▸ **What you are asked to do**:
Count the lines in the entries below that contain the string "bush", treating uppercase and lowercase letters as different. Give only the number.

▸ **Supplied entries**:
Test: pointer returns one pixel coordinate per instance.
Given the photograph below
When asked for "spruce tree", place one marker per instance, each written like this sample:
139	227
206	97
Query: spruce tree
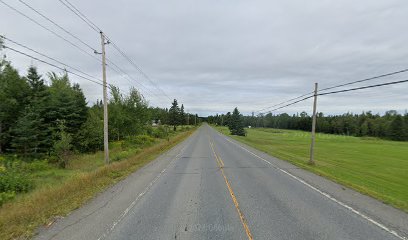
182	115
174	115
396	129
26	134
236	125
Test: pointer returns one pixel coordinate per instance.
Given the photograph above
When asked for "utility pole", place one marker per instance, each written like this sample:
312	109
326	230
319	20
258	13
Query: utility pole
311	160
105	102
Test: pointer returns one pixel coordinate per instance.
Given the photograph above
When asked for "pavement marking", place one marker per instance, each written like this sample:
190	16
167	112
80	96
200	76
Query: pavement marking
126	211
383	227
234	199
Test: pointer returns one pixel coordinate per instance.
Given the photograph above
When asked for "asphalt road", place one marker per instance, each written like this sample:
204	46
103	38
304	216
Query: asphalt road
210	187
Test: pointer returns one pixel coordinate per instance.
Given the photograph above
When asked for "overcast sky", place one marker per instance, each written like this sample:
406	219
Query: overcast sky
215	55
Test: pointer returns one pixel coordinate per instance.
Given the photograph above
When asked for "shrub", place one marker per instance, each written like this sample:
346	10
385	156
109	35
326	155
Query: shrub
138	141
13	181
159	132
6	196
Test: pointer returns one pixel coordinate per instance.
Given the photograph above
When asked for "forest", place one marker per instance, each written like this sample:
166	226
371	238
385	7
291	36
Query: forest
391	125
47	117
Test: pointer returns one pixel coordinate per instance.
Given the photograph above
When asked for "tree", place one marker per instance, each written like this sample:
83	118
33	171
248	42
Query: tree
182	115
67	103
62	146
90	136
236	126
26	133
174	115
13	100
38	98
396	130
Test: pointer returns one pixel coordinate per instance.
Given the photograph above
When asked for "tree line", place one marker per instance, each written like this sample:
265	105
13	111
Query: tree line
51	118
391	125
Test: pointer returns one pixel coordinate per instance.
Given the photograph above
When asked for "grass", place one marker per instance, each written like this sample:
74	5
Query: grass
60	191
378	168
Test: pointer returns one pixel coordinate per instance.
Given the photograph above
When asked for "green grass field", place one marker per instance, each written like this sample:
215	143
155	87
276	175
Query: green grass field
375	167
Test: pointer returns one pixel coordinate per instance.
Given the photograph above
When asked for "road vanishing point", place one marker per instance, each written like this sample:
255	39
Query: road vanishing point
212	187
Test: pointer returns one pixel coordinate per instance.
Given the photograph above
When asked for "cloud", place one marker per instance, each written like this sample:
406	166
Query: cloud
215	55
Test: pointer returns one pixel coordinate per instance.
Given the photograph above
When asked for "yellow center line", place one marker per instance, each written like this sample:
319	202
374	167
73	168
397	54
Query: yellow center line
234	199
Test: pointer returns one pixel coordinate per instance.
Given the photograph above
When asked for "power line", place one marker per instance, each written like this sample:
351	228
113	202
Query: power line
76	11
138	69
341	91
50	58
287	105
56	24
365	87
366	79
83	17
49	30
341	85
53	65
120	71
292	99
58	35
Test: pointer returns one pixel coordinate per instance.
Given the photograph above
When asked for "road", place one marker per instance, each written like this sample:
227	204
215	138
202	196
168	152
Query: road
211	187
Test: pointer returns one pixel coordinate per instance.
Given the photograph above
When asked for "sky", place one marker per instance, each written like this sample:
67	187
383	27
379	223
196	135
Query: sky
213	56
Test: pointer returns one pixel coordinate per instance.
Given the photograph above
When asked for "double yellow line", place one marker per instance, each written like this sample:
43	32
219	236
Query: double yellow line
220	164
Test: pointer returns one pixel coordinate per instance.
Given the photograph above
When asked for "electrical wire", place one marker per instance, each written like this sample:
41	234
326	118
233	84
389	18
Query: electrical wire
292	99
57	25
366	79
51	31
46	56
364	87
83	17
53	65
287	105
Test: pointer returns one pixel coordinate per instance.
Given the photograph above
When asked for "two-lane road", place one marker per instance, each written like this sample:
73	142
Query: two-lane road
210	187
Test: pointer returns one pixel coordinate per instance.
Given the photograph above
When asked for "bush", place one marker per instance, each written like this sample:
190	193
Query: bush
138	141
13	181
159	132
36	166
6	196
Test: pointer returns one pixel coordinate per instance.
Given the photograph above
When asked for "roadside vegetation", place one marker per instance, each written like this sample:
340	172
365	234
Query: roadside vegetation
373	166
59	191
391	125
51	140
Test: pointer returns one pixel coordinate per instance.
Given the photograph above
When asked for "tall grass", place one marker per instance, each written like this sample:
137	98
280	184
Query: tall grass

▸ **Exercise answer**:
2